**INSTRUCTIONS FOR THE TASK**
Render every line of the entries below as a JSON list of strings, with one string per line and blank lines omitted. Exclude the pictures from the answer.

-*-

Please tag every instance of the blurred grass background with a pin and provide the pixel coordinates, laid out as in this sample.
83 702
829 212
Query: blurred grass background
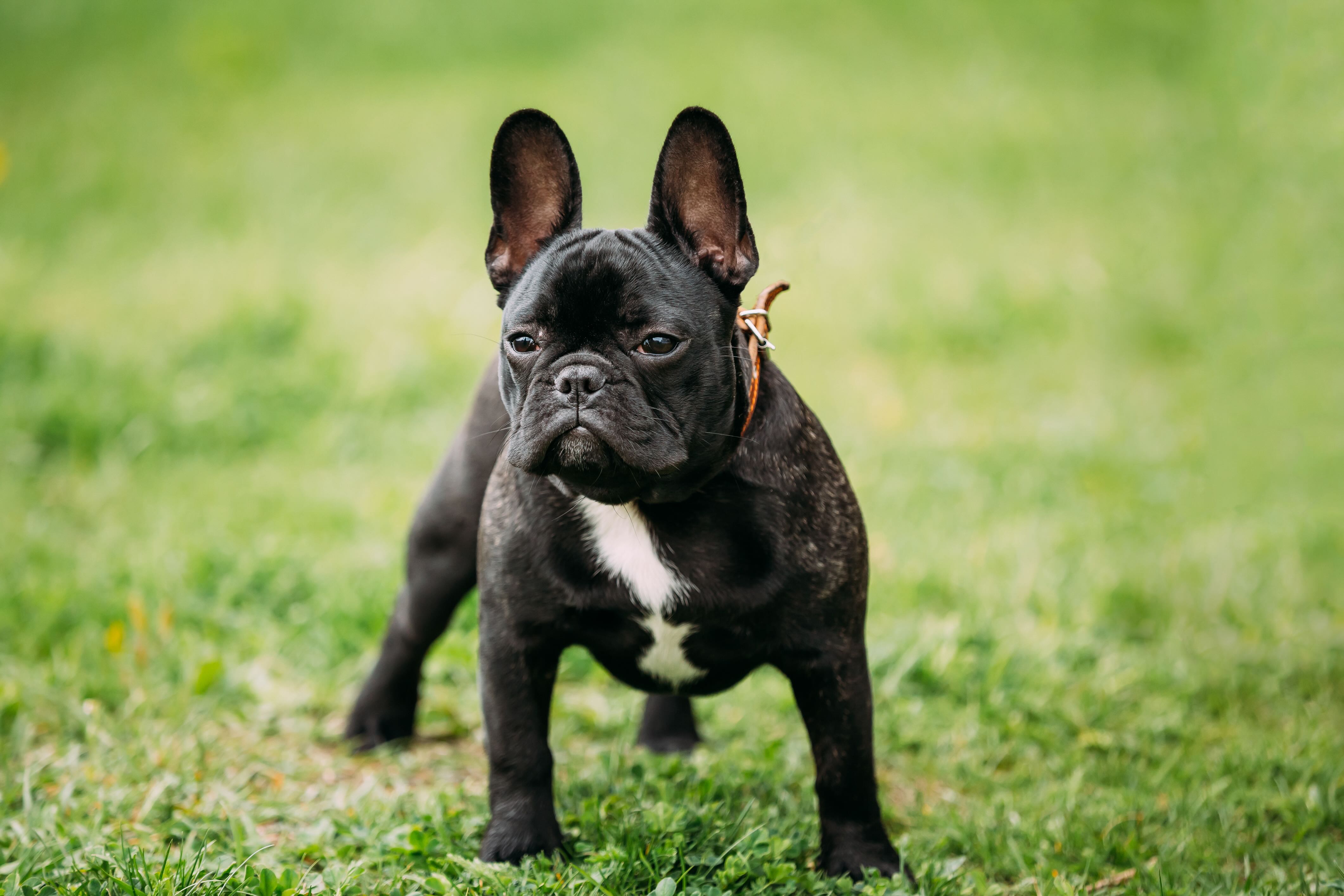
1066 293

-*-

**SOLUTION FOR THIS PROBLEM**
[
  "Please tag every instance of the blurred grass background with a pin and provide the pixel coordinates, laid out as in this sample.",
  "83 702",
  "829 212",
  "Query: blurred grass background",
  "1066 293"
]